SET TASK. Rewrite all the rows below, swapping "planogram checker" for "layout checker" and keeping everything else the same. Omit the pictures.
--
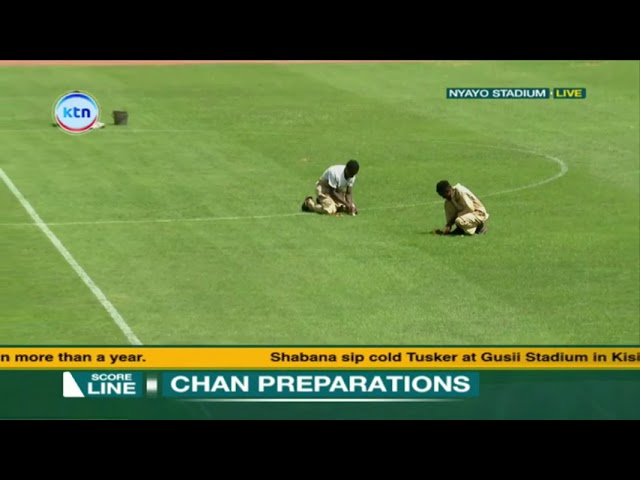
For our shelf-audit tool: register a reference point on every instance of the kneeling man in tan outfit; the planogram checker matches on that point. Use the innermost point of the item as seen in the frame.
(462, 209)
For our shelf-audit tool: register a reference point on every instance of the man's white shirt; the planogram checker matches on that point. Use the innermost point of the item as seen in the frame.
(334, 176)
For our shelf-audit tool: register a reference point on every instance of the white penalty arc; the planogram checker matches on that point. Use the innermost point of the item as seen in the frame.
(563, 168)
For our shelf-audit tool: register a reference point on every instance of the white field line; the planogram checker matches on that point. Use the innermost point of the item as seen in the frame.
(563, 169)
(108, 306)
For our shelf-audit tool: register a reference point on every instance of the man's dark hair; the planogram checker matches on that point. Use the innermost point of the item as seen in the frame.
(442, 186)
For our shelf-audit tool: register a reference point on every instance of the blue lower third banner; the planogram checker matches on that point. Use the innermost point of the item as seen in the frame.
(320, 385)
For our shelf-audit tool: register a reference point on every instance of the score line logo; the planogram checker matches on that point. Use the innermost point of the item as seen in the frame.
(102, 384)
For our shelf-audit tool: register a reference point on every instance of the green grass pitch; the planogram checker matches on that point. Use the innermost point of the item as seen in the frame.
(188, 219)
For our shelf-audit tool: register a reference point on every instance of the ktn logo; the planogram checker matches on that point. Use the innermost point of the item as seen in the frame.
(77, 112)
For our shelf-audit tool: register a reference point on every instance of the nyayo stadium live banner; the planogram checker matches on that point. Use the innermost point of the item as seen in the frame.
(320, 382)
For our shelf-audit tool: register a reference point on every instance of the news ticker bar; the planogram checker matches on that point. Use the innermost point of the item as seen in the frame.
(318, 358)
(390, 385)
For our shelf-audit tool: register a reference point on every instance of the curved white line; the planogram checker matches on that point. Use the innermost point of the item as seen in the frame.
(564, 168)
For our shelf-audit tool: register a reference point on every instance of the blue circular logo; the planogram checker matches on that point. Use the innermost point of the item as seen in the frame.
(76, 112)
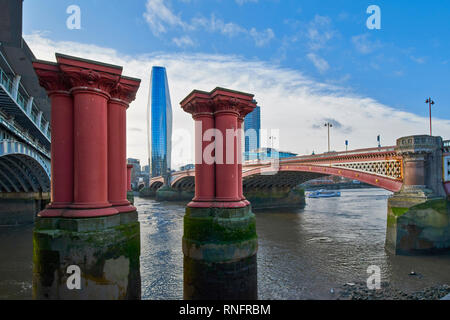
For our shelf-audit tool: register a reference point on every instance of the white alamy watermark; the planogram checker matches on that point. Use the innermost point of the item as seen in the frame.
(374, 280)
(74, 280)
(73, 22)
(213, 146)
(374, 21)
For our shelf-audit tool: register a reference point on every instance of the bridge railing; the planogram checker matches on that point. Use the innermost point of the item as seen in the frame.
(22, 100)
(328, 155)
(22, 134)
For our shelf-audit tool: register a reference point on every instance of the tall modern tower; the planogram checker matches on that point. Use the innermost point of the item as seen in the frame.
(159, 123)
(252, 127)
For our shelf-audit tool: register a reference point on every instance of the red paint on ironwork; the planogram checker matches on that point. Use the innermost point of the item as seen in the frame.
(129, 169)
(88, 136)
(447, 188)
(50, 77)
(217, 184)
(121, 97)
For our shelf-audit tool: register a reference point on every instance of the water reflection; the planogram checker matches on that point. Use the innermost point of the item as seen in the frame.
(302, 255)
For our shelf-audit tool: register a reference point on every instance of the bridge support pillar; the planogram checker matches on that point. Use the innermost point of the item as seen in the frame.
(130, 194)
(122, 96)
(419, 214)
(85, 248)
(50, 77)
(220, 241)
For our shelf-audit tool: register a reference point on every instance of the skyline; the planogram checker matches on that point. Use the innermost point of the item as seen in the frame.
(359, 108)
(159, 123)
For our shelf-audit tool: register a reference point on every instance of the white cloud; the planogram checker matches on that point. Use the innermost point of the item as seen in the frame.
--
FINAL ANSWER.
For our shelf-audit tool: register a reference point on every instance of the kneeling man in tan outfit; the layout checker matches on that point. Use the innermost point of the item as seen in the frame.
(462, 209)
For our shelf-audit tool: register a reference point on every instance of the man's white shirt; the layout checker matches on that point. Use the innermost point of the item as seen in the frame.
(334, 176)
For our shelf-audit tool: register a reference point on every instance of the white penalty arc; the layout checker matches on that point. Use the innermost point of the item as seen in the frame.
(563, 168)
For our shelf-audit tool: register a reference point on every instance of the white field line; the layout checker matches on that point. Use the innermost point of the item as seen in the frame.
(563, 169)
(108, 306)
For our shelf-audit tool: register a reference point on every instance of the man's dark hair; the layout checker matches on that point. Use the innermost point of the item as seen in the frame.
(442, 186)
For our shelf-audit tool: register a reference point on every instance of the blue lower third banner; the layout checker matches on that point. Use the innermost point of the item as seen in the frame.
(320, 385)
For our shelf-audit tool: register a reference point on every instance of the score line logo; the layout checker matches on that point. Use the innermost point of the item as seen in the frame.
(102, 384)
For our shelf-audit tool: register a reference point on every instance of the green grass pitch; the layout checker matches on that point. Use the innermost point of the item as seen in the frame.
(188, 219)
For our shelf-audit tool: register a reference point on every instance of the ktn logo; the layout checker matches on that point. Use the innermost point of the item as seen in the frame.
(77, 112)
For our shelf-audit tool: register a reference point on every instance of the nyayo stadium live banner; the layout checker matches on that point. Use the innermost point of the item as seen in the frame.
(320, 382)
For our shelf-audit tool: register a reference point on every instance of the news ticker bar; the layout checker matches on that point. Use the innermost point of the item as seen in the frame.
(318, 358)
(390, 385)
For our shelf-audit tool: register a reference point on every instance of the curved white line; the layout checker matches on that point. Use the innermost point of the item as seen in the frame.
(564, 168)
For our shelf-audit tool: register a reference point on every instance of the blue circular logo; the layout checker matches on that point. Use the innermost point of the item as seen in the frame.
(76, 112)
For our shelf-audit tool: register a reference point on every instance of the white alamy watermark; the layout checker matches on that point. Use the innermost point of the item as seen in the frame.
(374, 280)
(74, 280)
(73, 22)
(213, 146)
(374, 21)
For our shelf-audit tool: register a reference point on every instance of the bridge railing; the layout checker matches on that point. Use the innermost point of the item as seen in the frame.
(22, 100)
(328, 155)
(22, 134)
For our shelf-audit tool: register a reference point on every instance of the tall modern tower; the layout checker matches on that point. Use the innermost point of the item as seen in the frame.
(159, 123)
(252, 127)
For our shelf-audit tool: register a reference point on every instance of the red paint on ironwork; the layout checker matches on that point. Use the innermost point of the item as seen in the frame.
(129, 169)
(88, 136)
(447, 188)
(50, 77)
(217, 184)
(121, 97)
For our shelf-audit tool: register a reference point on every instance of the water reflection; the layout checker matches on that point. Use the innermost point of the item as seen in the frame.
(302, 255)
For our shelf-audit tool: register a reference point on every instance of the bridge support pillar; the layout checker matches on that point. Use the innermost point of the item as seen in the frame.
(130, 194)
(122, 96)
(419, 214)
(85, 248)
(50, 77)
(220, 241)
For our shelf-audit tool: register a reference point on every instance of the skyline; the layout checker matches on that point. Use the innermost point of the item as seen in the frame.
(359, 108)
(159, 123)
For our shelf-audit tool: register a reference point on every instance of the white cloud; the layout checker matches on that point. Use the innermost point of the item as seen in the frame.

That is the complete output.